-- Work to do --
Every line below should be copied exactly; drop the pictures.

--- START OF Input material ---

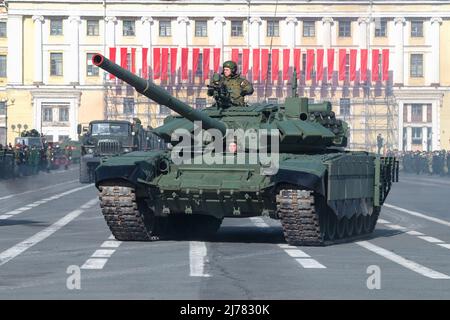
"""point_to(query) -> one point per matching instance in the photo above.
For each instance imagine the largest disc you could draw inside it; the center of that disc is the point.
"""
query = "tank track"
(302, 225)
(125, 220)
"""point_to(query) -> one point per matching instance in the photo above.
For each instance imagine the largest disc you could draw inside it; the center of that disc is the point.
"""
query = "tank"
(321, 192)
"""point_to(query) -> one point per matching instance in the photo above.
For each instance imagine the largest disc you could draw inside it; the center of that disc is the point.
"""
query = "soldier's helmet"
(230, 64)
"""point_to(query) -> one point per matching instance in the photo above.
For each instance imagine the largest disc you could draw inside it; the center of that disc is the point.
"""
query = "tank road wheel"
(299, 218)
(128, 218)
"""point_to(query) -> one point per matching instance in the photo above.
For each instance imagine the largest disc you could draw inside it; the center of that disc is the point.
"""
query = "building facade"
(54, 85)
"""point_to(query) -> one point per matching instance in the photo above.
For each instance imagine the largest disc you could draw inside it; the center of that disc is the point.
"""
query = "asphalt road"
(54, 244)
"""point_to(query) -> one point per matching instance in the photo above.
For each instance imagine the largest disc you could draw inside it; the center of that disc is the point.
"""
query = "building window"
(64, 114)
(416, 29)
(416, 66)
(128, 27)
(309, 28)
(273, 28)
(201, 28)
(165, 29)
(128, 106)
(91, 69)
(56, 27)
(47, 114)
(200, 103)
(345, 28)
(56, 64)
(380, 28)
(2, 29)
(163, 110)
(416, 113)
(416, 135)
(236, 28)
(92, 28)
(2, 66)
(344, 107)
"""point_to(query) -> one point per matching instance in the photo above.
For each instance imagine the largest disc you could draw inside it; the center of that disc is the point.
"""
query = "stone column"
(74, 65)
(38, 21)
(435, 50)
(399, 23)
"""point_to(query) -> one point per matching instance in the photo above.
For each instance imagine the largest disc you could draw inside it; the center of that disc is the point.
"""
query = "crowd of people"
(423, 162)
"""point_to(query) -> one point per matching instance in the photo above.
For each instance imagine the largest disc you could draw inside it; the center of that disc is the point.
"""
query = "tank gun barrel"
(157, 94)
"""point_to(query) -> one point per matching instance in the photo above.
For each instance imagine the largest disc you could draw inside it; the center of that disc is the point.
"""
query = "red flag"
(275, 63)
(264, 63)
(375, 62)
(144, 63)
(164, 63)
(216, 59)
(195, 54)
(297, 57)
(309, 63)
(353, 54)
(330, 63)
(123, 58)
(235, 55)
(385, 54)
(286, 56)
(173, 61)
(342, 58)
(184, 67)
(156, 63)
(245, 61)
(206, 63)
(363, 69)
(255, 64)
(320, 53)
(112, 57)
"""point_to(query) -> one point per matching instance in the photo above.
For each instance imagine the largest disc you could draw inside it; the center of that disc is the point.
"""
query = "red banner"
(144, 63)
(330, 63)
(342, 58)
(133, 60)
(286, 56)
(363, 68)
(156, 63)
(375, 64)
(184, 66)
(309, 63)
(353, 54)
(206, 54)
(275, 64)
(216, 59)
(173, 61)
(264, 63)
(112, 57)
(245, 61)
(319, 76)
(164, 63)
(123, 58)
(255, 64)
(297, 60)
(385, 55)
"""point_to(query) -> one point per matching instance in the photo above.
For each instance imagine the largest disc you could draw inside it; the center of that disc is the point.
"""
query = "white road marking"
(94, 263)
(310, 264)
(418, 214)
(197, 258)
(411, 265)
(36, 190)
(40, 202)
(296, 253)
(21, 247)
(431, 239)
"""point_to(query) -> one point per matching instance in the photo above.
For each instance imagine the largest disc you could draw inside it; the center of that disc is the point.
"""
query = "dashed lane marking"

--- END OF Input material ---

-- Full solution --
"""point_to(query) -> one point per matching instance in the photo above.
For each instance imagine the largest disc you could draw inside it; the center of that disc is the point.
"""
query = "tank track"
(302, 225)
(125, 220)
"""point_to(query) -> one point per matching instance in the photo above.
For each instance imagine the largest disc you could draw inside it; the center of that disc is the point.
"""
query = "tank"
(321, 192)
"""point_to(query) -> one point per matching instance in the photo above.
For each instance imagine the largest disc you could draw inside it; the center of that disc is the point.
"""
query = "soldier's helmet"
(230, 64)
"""point_to(query) -> one point per matching instance in the photo above.
For each instance imagine the largest disc you could draw inside it; the center of that disc is the point.
"""
query = "tank road wheel"
(299, 218)
(128, 218)
"""point_to(query) -> one point per matching instance in the photo above.
For each instance imagine the largest disc you could draw inside it; the center of that disc is the point.
"""
query = "building facade"
(54, 85)
"""point_to(query) -> one point per matching instance in the photo above.
For each instance imagine the largest disc you could draw inside it; the center of that disc is the point.
"""
query = "asphalt road"
(54, 244)
"""point_to(query) -> one point per matching instance in the photo above.
For each instance imagine the largest disc you could draw inside it; the center of that disc is the point.
"""
query = "building window"
(64, 114)
(416, 29)
(416, 66)
(128, 27)
(309, 28)
(273, 28)
(201, 28)
(165, 29)
(128, 106)
(91, 69)
(56, 27)
(47, 114)
(200, 103)
(345, 28)
(56, 64)
(380, 28)
(2, 29)
(163, 110)
(416, 113)
(416, 135)
(236, 28)
(92, 28)
(2, 66)
(344, 107)
"""point_to(query) -> one point per matching instance in the photo above.
For each instance imagine the largest disc you could draw inside it; the center of that disc is the point.
"""
query = "stone column"
(74, 65)
(38, 21)
(435, 50)
(399, 23)
"""point_to(query) -> one point per matching instance in the photo above.
For each instance imagine the largest disc you could draw inside it; the center of that disc is the point.
"""
query = "crowd of people"
(423, 162)
"""point_to(query) -> one point per matching instance in the photo above.
For each instance imagine the largest disc you could draw inside it; the center of that disc is the point.
"""
query = "tank gun barrel"
(157, 94)
"""point_to(query) -> one point per matching instance in the photo above.
For each instance imagine the largest disc you could draw inside it; the center of that disc is the point.
"""
query = "red flag"
(275, 63)
(264, 63)
(375, 62)
(144, 63)
(164, 63)
(216, 59)
(195, 54)
(297, 57)
(309, 63)
(353, 54)
(330, 63)
(123, 58)
(235, 55)
(385, 54)
(286, 56)
(173, 61)
(342, 58)
(184, 67)
(156, 63)
(245, 61)
(206, 63)
(363, 69)
(255, 64)
(320, 53)
(112, 57)
"""point_to(query) -> one point per matching instance in the photo above.
For each instance imagine the largest disc you could draw inside it; the center of that disc is the point.
"""
query = "red banner"
(144, 63)
(330, 63)
(342, 58)
(133, 60)
(286, 56)
(363, 68)
(156, 63)
(375, 64)
(184, 66)
(309, 63)
(353, 54)
(206, 54)
(275, 64)
(216, 59)
(173, 61)
(264, 63)
(112, 57)
(245, 61)
(319, 76)
(164, 63)
(123, 58)
(255, 64)
(297, 60)
(385, 55)
"""point_to(query) -> one point per matching instance in the photo above.
For each instance imagine the largest disc you could draw inside it; the center of that disc is the point.
"""
query = "white road marking"
(94, 263)
(310, 264)
(418, 214)
(197, 258)
(411, 265)
(36, 190)
(40, 202)
(296, 253)
(21, 247)
(431, 239)
"""point_to(query) -> one point per matching instance in the photo above.
For each instance imagine the largest disc you could draw inside it; the center of that disc is the point.
"""
query = "dashed lane marking"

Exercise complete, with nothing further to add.